_Problem to solve_:
Beginning at the top of the data below, write out every line exactly until you reach the line with "Need: tag each instance of the aquatic", and include that line.

(Information provided)

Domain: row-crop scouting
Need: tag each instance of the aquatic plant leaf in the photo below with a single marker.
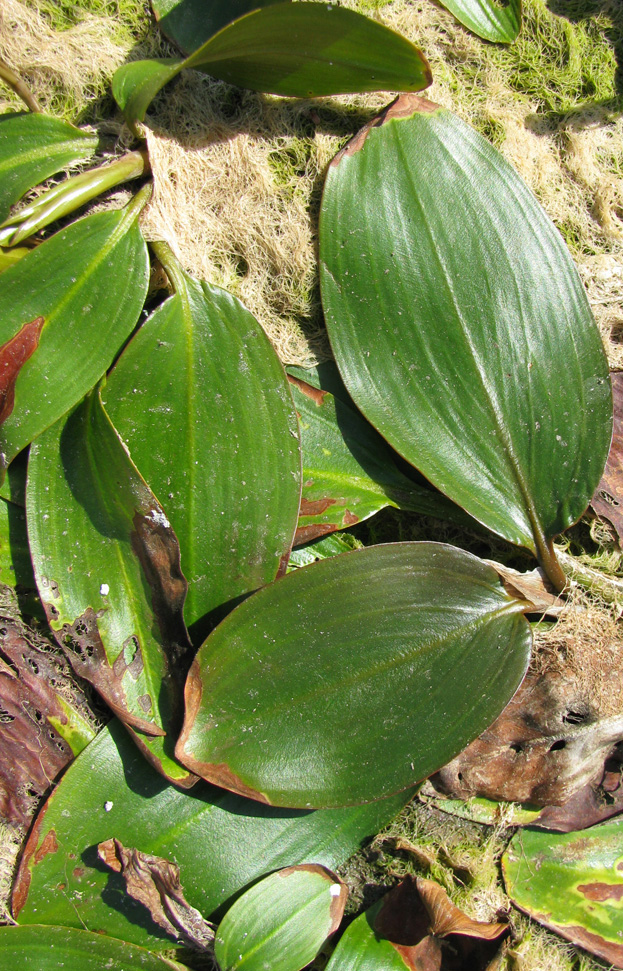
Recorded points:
(349, 471)
(416, 644)
(460, 325)
(107, 569)
(220, 841)
(69, 949)
(72, 282)
(321, 549)
(33, 147)
(571, 883)
(201, 400)
(488, 19)
(190, 23)
(404, 931)
(281, 922)
(40, 713)
(608, 499)
(299, 49)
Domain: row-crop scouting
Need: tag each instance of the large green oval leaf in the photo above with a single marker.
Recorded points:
(201, 400)
(33, 147)
(489, 19)
(65, 310)
(355, 677)
(460, 325)
(221, 842)
(282, 922)
(107, 569)
(299, 49)
(44, 948)
(572, 883)
(349, 471)
(190, 23)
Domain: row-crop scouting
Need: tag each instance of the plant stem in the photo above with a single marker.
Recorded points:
(546, 555)
(65, 198)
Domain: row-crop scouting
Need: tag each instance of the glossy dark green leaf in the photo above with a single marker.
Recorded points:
(460, 325)
(190, 23)
(495, 20)
(221, 842)
(15, 563)
(415, 644)
(44, 948)
(8, 257)
(88, 283)
(201, 400)
(349, 471)
(299, 49)
(282, 922)
(33, 147)
(572, 883)
(107, 568)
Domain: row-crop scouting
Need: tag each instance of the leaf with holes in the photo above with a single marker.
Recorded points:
(573, 884)
(33, 147)
(62, 320)
(491, 378)
(349, 472)
(489, 19)
(282, 922)
(107, 569)
(220, 842)
(41, 714)
(53, 948)
(190, 23)
(416, 644)
(201, 400)
(299, 49)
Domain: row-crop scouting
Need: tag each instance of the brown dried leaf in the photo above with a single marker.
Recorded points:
(13, 355)
(446, 918)
(430, 933)
(32, 752)
(155, 883)
(546, 745)
(532, 586)
(608, 499)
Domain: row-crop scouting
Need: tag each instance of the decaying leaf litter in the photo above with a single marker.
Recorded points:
(574, 180)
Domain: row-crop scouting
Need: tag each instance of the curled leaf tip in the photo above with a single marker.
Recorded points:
(404, 106)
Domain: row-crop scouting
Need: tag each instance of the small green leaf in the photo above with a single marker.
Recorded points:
(221, 842)
(72, 282)
(46, 948)
(33, 147)
(201, 400)
(415, 644)
(572, 883)
(299, 49)
(349, 471)
(107, 569)
(489, 19)
(460, 325)
(282, 922)
(190, 23)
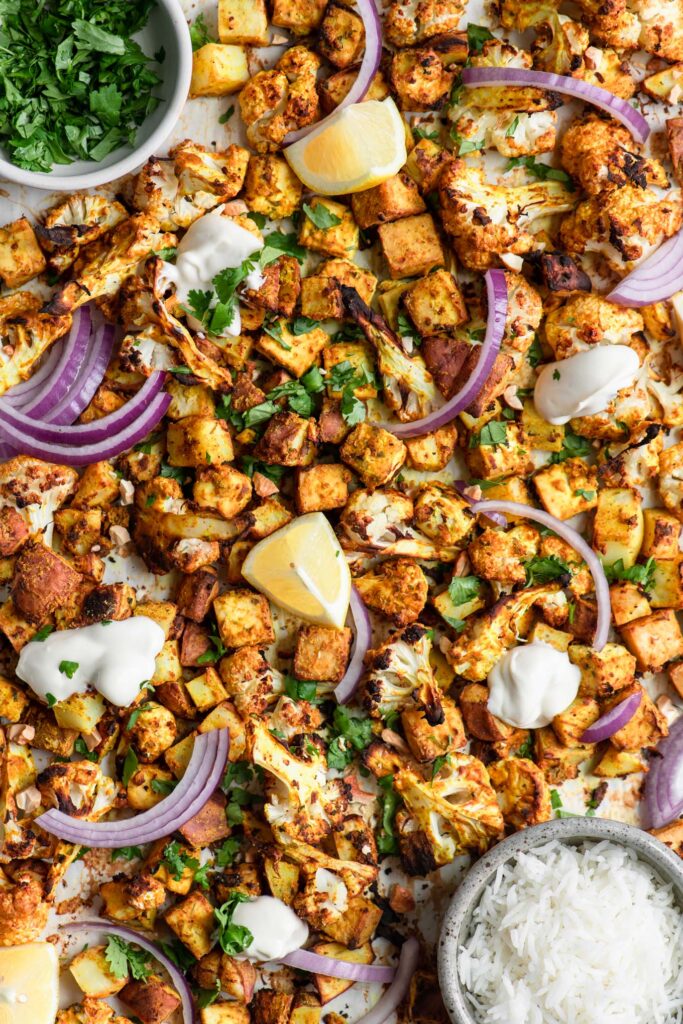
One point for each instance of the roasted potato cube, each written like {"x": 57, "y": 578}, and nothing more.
{"x": 243, "y": 22}
{"x": 374, "y": 454}
{"x": 271, "y": 187}
{"x": 562, "y": 487}
{"x": 322, "y": 652}
{"x": 93, "y": 975}
{"x": 218, "y": 70}
{"x": 660, "y": 532}
{"x": 199, "y": 440}
{"x": 20, "y": 256}
{"x": 393, "y": 199}
{"x": 431, "y": 453}
{"x": 244, "y": 619}
{"x": 340, "y": 239}
{"x": 322, "y": 487}
{"x": 602, "y": 673}
{"x": 435, "y": 303}
{"x": 411, "y": 246}
{"x": 297, "y": 352}
{"x": 653, "y": 639}
{"x": 191, "y": 920}
{"x": 617, "y": 528}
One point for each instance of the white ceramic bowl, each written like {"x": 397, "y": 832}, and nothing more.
{"x": 167, "y": 28}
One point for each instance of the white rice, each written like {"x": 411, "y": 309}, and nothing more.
{"x": 575, "y": 935}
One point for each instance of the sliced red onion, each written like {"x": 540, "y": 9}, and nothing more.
{"x": 85, "y": 433}
{"x": 108, "y": 449}
{"x": 612, "y": 721}
{"x": 659, "y": 276}
{"x": 203, "y": 774}
{"x": 74, "y": 354}
{"x": 580, "y": 546}
{"x": 346, "y": 688}
{"x": 367, "y": 72}
{"x": 306, "y": 960}
{"x": 497, "y": 293}
{"x": 129, "y": 935}
{"x": 664, "y": 783}
{"x": 620, "y": 109}
{"x": 397, "y": 990}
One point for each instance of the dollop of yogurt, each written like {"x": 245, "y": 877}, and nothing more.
{"x": 211, "y": 244}
{"x": 586, "y": 383}
{"x": 530, "y": 684}
{"x": 276, "y": 930}
{"x": 114, "y": 657}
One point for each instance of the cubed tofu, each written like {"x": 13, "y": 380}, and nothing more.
{"x": 193, "y": 921}
{"x": 244, "y": 619}
{"x": 296, "y": 352}
{"x": 20, "y": 256}
{"x": 322, "y": 487}
{"x": 271, "y": 187}
{"x": 340, "y": 239}
{"x": 435, "y": 303}
{"x": 375, "y": 454}
{"x": 199, "y": 440}
{"x": 564, "y": 486}
{"x": 341, "y": 36}
{"x": 653, "y": 639}
{"x": 412, "y": 246}
{"x": 393, "y": 199}
{"x": 433, "y": 452}
{"x": 602, "y": 673}
{"x": 617, "y": 527}
{"x": 321, "y": 292}
{"x": 322, "y": 653}
{"x": 243, "y": 22}
{"x": 660, "y": 534}
{"x": 218, "y": 70}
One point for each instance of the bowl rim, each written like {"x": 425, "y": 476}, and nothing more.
{"x": 48, "y": 181}
{"x": 648, "y": 849}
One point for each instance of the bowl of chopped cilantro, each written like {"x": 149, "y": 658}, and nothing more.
{"x": 89, "y": 89}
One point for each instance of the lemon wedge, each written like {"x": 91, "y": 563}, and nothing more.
{"x": 353, "y": 150}
{"x": 29, "y": 984}
{"x": 302, "y": 568}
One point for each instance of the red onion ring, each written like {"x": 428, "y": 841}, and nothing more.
{"x": 659, "y": 276}
{"x": 397, "y": 990}
{"x": 612, "y": 721}
{"x": 203, "y": 774}
{"x": 177, "y": 978}
{"x": 497, "y": 292}
{"x": 367, "y": 72}
{"x": 85, "y": 433}
{"x": 578, "y": 543}
{"x": 664, "y": 782}
{"x": 306, "y": 960}
{"x": 98, "y": 452}
{"x": 620, "y": 109}
{"x": 346, "y": 688}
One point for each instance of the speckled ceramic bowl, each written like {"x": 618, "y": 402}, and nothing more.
{"x": 574, "y": 830}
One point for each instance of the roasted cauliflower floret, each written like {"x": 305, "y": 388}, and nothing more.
{"x": 485, "y": 220}
{"x": 399, "y": 675}
{"x": 411, "y": 22}
{"x": 603, "y": 155}
{"x": 278, "y": 101}
{"x": 624, "y": 225}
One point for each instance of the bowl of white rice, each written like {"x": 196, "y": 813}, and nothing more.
{"x": 572, "y": 922}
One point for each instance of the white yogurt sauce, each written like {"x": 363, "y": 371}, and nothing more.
{"x": 115, "y": 658}
{"x": 586, "y": 383}
{"x": 275, "y": 928}
{"x": 530, "y": 684}
{"x": 212, "y": 244}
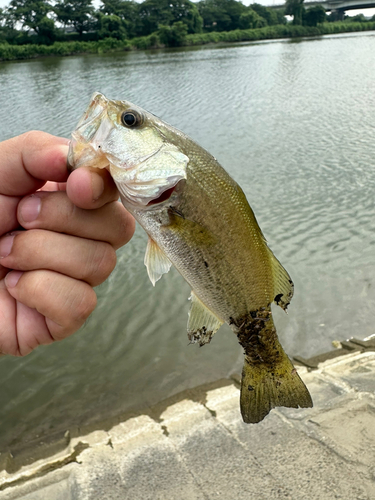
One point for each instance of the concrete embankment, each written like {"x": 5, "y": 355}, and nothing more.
{"x": 201, "y": 450}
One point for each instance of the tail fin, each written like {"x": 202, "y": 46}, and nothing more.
{"x": 263, "y": 388}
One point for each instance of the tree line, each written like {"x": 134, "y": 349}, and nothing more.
{"x": 45, "y": 21}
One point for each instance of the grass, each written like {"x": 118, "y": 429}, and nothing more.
{"x": 13, "y": 52}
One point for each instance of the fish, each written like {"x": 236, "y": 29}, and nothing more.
{"x": 198, "y": 219}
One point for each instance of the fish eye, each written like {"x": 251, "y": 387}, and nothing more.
{"x": 131, "y": 118}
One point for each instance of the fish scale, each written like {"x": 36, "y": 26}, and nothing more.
{"x": 198, "y": 219}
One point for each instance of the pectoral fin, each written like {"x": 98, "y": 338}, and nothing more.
{"x": 202, "y": 323}
{"x": 156, "y": 261}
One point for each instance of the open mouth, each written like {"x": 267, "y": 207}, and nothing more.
{"x": 165, "y": 195}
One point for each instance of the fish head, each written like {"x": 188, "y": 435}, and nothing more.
{"x": 136, "y": 147}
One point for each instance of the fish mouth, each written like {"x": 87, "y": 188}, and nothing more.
{"x": 84, "y": 147}
{"x": 164, "y": 196}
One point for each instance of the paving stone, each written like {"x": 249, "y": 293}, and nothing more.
{"x": 357, "y": 371}
{"x": 204, "y": 452}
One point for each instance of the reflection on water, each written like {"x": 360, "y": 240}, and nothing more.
{"x": 293, "y": 124}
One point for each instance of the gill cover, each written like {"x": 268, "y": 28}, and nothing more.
{"x": 142, "y": 162}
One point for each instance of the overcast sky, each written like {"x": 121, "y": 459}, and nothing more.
{"x": 366, "y": 12}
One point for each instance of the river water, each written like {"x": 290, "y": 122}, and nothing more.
{"x": 293, "y": 123}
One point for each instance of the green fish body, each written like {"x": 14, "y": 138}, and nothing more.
{"x": 198, "y": 219}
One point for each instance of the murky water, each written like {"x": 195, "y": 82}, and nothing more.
{"x": 293, "y": 123}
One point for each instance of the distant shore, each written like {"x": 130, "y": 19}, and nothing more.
{"x": 18, "y": 52}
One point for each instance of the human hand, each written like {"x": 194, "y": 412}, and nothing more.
{"x": 56, "y": 244}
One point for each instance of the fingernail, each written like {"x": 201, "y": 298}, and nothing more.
{"x": 97, "y": 186}
{"x": 11, "y": 279}
{"x": 6, "y": 244}
{"x": 30, "y": 208}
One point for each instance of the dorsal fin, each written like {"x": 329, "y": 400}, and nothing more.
{"x": 283, "y": 287}
{"x": 202, "y": 323}
{"x": 156, "y": 261}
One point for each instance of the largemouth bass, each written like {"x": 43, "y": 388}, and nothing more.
{"x": 198, "y": 219}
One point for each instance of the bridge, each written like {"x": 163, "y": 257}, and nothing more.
{"x": 340, "y": 5}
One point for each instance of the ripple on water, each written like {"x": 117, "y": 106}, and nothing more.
{"x": 293, "y": 124}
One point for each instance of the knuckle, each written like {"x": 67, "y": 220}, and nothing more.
{"x": 127, "y": 228}
{"x": 100, "y": 264}
{"x": 85, "y": 306}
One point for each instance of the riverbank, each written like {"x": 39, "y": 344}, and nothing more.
{"x": 30, "y": 51}
{"x": 198, "y": 447}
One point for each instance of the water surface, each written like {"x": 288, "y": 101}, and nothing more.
{"x": 293, "y": 123}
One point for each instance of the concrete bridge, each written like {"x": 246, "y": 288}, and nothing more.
{"x": 330, "y": 5}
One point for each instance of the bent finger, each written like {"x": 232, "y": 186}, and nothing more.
{"x": 55, "y": 212}
{"x": 65, "y": 302}
{"x": 80, "y": 258}
{"x": 91, "y": 188}
{"x": 29, "y": 160}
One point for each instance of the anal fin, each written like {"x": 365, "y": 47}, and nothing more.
{"x": 202, "y": 323}
{"x": 283, "y": 287}
{"x": 156, "y": 261}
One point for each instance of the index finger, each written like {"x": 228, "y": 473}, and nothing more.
{"x": 31, "y": 159}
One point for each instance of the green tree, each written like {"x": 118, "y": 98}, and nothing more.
{"x": 30, "y": 13}
{"x": 111, "y": 26}
{"x": 296, "y": 9}
{"x": 270, "y": 15}
{"x": 221, "y": 15}
{"x": 47, "y": 30}
{"x": 154, "y": 13}
{"x": 76, "y": 13}
{"x": 126, "y": 10}
{"x": 173, "y": 36}
{"x": 251, "y": 19}
{"x": 315, "y": 15}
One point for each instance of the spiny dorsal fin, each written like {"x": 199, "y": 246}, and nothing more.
{"x": 202, "y": 323}
{"x": 156, "y": 261}
{"x": 283, "y": 287}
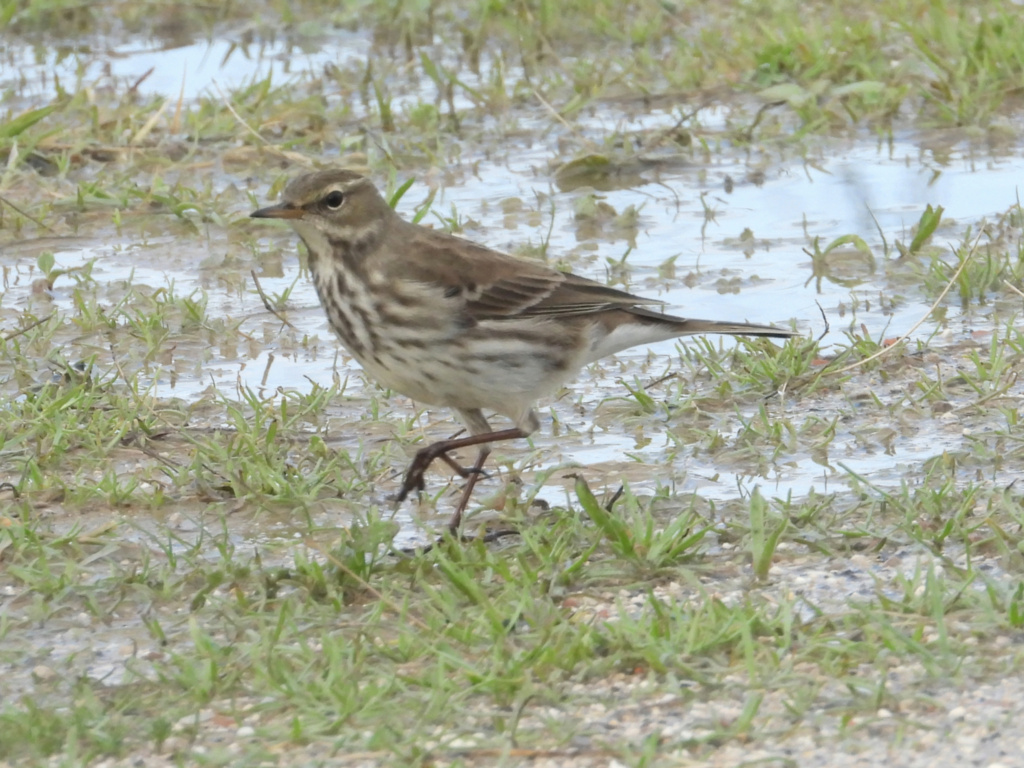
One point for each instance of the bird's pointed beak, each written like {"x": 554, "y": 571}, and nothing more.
{"x": 283, "y": 211}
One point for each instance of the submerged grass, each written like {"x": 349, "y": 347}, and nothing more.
{"x": 214, "y": 577}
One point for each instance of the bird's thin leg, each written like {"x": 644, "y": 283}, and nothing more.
{"x": 467, "y": 492}
{"x": 425, "y": 457}
{"x": 458, "y": 468}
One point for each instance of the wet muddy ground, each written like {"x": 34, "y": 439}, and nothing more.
{"x": 189, "y": 474}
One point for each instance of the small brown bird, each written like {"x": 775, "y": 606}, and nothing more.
{"x": 451, "y": 323}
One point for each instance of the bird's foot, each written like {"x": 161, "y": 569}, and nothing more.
{"x": 414, "y": 479}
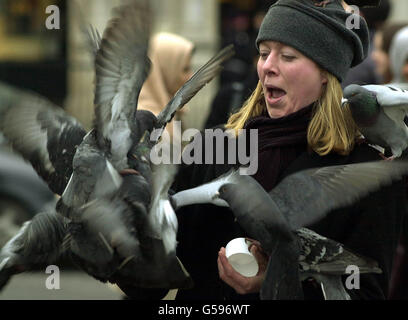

(End Information provided)

_Answer to this exercise_:
Domain: row-crop scouting
Need: tag each instance of the aquatic plant leaf in the photo below with a single marker.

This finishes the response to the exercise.